> _TAREA ASIGNADA 1_: Presenta como CSV de dos columnas, "consulta" y "respuesta", solo los registros del tramo que va desde la línea que contiene "--find black dog" hasta la que contiene "(0, 80), (303, 196)", ambas incluidas, con una fila por registro. Cada texto y cada respuesta deben ir en un solo campo entre comillas, con los saltos de línea cambiados por espacios.

> _DOCUMENTO_:
Mortensen, que contrariamente a lo trascendido no es argentino de nacimiento aunque vivió muchos años en el vecino país, asume el desafío de construir la escenografía de su película en el indómito oeste, plenamente consciente que esta vertiente artístico está lejos de haberse extinguido, por más que sea un género cada vez menos transitado por el cine contemporáneo.

El recorrido del western en el cine ha surcado todo el siglo XX y lo que va del XXI para evocar, en primera instancia, la mitología de la frontera, la fundación del nuevo estado-nación, la batalla colonizadora del blanco contra el aborigen y luego la deconstrucción de aquella iconografía fundada en el relato de los ganadores y la glorificación de la violencia, la prepotencia y la muerte.

Obviamente, en estos más de cien años de ininterrumpida trayectoria en los estudios de la industria y en la intransferible magia de la proyección de sala, este longevo género ha transitado por diversas etapas, que marcaron la evolución de las preferencias del público y hasta la iconoclasta ruptura de mitos largamente arraigados en el imaginario social.

No en vano, en primera instancia el género cumplió en Estados Unidos el chauvinista rol de entronizar al típico héroe americano, en taquilleras producciones destinadas a escribir o reescribir la propia épica fundacional de la potencia imperial del Norte.

> _EXTRACTO DE REGISTROS_:
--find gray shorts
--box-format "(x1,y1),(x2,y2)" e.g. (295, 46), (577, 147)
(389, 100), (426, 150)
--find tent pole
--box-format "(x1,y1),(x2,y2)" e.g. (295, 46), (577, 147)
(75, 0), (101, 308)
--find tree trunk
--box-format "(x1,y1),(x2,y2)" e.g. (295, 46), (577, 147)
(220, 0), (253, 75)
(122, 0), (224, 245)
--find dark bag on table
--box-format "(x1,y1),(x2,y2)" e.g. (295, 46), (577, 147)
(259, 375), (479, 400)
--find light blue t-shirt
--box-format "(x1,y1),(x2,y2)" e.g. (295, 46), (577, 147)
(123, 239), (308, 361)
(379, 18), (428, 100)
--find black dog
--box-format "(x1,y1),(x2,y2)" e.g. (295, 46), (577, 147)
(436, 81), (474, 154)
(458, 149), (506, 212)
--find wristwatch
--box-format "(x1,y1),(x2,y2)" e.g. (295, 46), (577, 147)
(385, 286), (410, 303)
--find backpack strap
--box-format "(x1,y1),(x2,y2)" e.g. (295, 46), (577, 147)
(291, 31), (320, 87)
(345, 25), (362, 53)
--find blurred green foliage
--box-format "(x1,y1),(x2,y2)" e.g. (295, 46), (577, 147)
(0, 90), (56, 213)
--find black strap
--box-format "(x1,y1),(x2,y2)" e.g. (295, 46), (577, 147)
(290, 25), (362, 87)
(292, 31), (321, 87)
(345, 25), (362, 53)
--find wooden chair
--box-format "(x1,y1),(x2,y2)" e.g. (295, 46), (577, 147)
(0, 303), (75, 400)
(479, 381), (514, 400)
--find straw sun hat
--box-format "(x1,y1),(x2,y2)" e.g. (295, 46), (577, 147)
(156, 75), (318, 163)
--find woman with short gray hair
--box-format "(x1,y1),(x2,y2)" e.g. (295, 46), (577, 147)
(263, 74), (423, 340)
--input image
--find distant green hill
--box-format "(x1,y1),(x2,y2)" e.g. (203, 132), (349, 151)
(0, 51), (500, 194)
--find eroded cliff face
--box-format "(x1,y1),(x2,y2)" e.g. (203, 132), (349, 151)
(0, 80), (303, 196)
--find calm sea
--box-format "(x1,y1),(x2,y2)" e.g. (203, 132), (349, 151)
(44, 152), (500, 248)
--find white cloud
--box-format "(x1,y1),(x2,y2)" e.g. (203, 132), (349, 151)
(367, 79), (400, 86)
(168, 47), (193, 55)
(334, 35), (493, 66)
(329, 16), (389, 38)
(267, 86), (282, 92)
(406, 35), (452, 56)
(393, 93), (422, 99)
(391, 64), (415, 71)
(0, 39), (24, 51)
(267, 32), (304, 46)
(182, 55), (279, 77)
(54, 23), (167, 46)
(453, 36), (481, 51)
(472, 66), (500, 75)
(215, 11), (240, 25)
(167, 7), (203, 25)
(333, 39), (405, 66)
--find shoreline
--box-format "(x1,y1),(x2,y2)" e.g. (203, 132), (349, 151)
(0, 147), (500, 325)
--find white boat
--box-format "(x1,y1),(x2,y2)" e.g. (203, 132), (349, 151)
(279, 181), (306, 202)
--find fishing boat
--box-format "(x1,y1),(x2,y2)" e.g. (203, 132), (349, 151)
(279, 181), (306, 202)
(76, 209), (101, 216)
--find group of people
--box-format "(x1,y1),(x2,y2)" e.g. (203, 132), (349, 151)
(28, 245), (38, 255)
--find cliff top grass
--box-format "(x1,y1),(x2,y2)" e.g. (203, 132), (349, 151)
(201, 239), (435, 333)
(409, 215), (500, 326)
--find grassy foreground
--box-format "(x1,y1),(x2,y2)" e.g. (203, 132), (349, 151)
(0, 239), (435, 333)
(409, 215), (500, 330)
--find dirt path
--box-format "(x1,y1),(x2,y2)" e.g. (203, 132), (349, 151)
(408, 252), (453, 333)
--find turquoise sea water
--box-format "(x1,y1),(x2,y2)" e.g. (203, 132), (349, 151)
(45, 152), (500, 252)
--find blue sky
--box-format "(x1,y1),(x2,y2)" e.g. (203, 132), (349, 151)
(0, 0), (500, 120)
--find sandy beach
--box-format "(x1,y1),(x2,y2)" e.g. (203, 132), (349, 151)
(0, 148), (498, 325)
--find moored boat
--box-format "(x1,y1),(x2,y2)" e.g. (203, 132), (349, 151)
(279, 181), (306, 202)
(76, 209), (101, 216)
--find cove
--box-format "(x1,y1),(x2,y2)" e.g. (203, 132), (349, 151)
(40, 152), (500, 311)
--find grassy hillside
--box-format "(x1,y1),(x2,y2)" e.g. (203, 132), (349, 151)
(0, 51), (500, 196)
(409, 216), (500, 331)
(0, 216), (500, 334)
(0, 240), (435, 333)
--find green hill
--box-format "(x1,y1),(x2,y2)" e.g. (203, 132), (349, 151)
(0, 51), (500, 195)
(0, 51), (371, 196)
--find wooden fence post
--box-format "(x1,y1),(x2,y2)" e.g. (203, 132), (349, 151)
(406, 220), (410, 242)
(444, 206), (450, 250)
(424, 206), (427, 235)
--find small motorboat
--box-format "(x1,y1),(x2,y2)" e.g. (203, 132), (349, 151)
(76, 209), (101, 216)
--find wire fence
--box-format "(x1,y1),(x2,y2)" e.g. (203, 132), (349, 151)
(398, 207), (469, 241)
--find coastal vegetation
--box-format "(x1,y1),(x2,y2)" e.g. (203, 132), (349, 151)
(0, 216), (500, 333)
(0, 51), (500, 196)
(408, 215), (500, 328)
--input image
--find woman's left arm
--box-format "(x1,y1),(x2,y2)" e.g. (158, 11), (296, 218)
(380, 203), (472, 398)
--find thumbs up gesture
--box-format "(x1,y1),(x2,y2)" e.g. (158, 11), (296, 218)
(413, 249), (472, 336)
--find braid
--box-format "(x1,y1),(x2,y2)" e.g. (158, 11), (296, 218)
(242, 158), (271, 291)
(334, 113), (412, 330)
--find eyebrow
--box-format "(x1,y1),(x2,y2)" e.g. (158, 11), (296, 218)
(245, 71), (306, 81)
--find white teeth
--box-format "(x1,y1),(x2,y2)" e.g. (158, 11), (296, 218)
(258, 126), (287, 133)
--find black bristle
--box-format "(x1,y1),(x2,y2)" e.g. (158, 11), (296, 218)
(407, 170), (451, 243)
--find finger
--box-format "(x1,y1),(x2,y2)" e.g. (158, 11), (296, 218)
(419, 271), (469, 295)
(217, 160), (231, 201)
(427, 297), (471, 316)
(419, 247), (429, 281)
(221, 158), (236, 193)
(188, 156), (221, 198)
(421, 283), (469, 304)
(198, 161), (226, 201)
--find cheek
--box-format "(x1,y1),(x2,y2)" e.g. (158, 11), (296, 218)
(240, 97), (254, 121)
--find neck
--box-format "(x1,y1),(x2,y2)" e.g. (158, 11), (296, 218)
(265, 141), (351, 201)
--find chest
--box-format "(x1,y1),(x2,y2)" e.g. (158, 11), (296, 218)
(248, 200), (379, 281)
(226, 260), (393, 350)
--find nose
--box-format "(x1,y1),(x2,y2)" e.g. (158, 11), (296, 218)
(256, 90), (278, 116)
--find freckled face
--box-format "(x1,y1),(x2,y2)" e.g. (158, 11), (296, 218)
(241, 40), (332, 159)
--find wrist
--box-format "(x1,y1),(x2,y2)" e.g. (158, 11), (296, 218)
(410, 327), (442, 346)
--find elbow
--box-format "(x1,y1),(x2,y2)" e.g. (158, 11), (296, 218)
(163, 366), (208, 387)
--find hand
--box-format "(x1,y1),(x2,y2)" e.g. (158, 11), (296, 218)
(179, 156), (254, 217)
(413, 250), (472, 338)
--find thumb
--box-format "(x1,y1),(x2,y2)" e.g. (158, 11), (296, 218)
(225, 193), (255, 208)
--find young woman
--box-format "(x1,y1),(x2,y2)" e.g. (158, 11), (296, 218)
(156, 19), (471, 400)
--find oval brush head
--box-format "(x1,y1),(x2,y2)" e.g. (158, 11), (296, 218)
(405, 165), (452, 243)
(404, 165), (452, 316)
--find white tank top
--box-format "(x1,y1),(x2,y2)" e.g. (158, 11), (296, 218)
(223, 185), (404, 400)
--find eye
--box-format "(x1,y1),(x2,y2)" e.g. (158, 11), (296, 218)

> _TAREA ASIGNADA 2_: Reescribe el tramo del texto sobre el western que va desde "Obviamente, en estos" hasta "imperial del Norte.", sustituyendo "longevo" por "veterano".

> _RESULTADO 1_:
consulta,respuesta
"--find black dog --box-format ""(x1,y1),(x2,y2)"" e.g. (295, 46), (577, 147)","(436, 81), (474, 154) (458, 149), (506, 212)"
"--find wristwatch --box-format ""(x1,y1),(x2,y2)"" e.g. (295, 46), (577, 147)","(385, 286), (410, 303)"
"--find backpack strap --box-format ""(x1,y1),(x2,y2)"" e.g. (295, 46), (577, 147)","(291, 31), (320, 87) (345, 25), (362, 53)"
"--find blurred green foliage --box-format ""(x1,y1),(x2,y2)"" e.g. (295, 46), (577, 147)","(0, 90), (56, 213)"
"--find black strap --box-format ""(x1,y1),(x2,y2)"" e.g. (295, 46), (577, 147)","(290, 25), (362, 87) (292, 31), (321, 87) (345, 25), (362, 53)"
"--find wooden chair --box-format ""(x1,y1),(x2,y2)"" e.g. (295, 46), (577, 147)","(0, 303), (75, 400) (479, 381), (514, 400)"
"--find straw sun hat --box-format ""(x1,y1),(x2,y2)"" e.g. (295, 46), (577, 147)","(156, 75), (318, 163)"
"--find woman with short gray hair --box-format ""(x1,y1),(x2,y2)"" e.g. (295, 46), (577, 147)","(263, 74), (423, 340)"
"--input image --find distant green hill --box-format ""(x1,y1),(x2,y2)"" e.g. (203, 132), (349, 151)","(0, 51), (500, 194)"
"--find eroded cliff face --box-format ""(x1,y1),(x2,y2)"" e.g. (203, 132), (349, 151)","(0, 80), (303, 196)"

> _RESULTADO 2_:
Obviamente, en estos más de cien años de ininterrumpida trayectoria en los estudios de la industria y en la intransferible magia de la proyección de sala, este veterano género ha transitado por diversas etapas, que marcaron la evolución de las preferencias del público y hasta la iconoclasta ruptura de mitos largamente arraigados en el imaginario social.

No en vano, en primera instancia el género cumplió en Estados Unidos el chauvinista rol de entronizar al típico héroe americano, en taquilleras producciones destinadas a escribir o reescribir la propia épica fundacional de la potencia imperial del Norte.